WHAT THE EXERCISE ASKS:
Please write out the records below as a numbered list, from the line that contains "Where can the canyon" through the end of the records, inclusive. Leave out blank lines and pictures.

DATA SHOWN:
⁂

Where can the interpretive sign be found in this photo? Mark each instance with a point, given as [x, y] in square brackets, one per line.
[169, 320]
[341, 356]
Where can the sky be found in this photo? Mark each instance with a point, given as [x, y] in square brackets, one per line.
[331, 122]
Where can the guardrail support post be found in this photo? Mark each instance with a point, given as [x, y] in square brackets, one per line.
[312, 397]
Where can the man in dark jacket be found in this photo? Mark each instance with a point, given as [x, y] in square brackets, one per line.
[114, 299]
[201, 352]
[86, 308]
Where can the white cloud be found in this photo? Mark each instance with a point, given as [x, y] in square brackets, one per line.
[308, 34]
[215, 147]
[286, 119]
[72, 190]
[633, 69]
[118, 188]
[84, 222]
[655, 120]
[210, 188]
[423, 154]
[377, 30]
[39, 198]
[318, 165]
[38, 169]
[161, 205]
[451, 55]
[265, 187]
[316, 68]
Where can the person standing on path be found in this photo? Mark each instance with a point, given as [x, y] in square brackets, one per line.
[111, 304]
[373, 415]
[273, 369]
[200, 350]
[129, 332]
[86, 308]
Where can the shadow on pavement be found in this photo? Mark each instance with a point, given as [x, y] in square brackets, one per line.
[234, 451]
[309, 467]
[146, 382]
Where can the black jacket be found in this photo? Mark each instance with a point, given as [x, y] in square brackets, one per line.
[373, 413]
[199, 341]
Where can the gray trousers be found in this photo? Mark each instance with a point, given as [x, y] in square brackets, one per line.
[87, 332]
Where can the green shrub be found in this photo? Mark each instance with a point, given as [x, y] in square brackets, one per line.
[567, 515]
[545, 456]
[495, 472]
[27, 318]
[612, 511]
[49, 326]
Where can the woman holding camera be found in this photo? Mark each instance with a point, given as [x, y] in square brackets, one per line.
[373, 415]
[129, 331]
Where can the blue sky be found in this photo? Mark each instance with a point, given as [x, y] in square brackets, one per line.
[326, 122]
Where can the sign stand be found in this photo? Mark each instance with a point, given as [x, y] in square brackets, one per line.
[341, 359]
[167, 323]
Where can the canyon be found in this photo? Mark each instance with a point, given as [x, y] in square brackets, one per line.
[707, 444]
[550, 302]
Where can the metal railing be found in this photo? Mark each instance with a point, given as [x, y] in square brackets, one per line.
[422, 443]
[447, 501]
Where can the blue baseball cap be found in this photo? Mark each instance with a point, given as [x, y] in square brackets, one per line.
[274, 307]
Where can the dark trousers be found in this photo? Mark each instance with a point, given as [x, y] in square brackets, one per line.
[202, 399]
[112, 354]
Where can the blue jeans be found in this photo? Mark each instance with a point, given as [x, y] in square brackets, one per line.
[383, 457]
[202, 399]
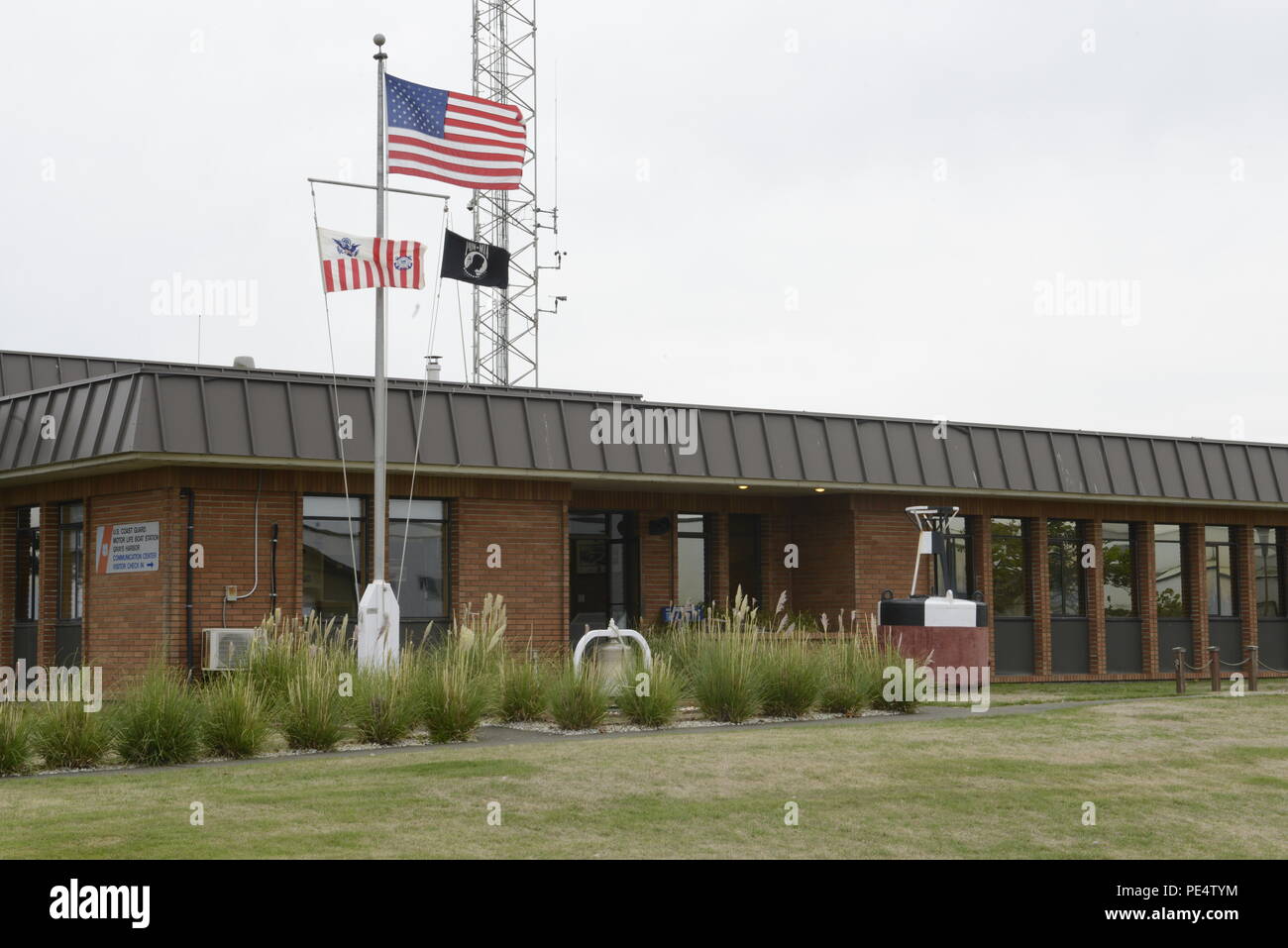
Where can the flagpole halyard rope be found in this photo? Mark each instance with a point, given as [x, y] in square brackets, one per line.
[335, 401]
[420, 416]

⁂

TASK RESPONSE:
1. Where can the canyon be found in this photo? Mark each instance with a point, given as [x, y] in square brackets, one per line.
2. [707, 444]
3. [550, 302]
4. Where can the metal railing be found in this photo? Mark each instance with a point, given as [x, y] in square brackets, one per line.
5. [422, 443]
6. [447, 501]
7. Where can the blue baseball cap be found in this photo? Mark each instance with a point, given as [x, y] in square brackets, one per line.
8. [274, 307]
9. Where can the dark trousers be found in this photo? Mark each instance with a point, given as [x, y] in square brackets, one per line.
10. [202, 399]
11. [112, 354]
12. Where can the blue jeans be found in this photo? Mark each instance with a point, given as [x, y] in square brackets, one per line.
13. [383, 457]
14. [202, 399]
15. Where can the flagpole halyard rope be found in this photo? Mark each instance with a point, given as [x, y] in square brackets, one per line.
16. [335, 401]
17. [420, 416]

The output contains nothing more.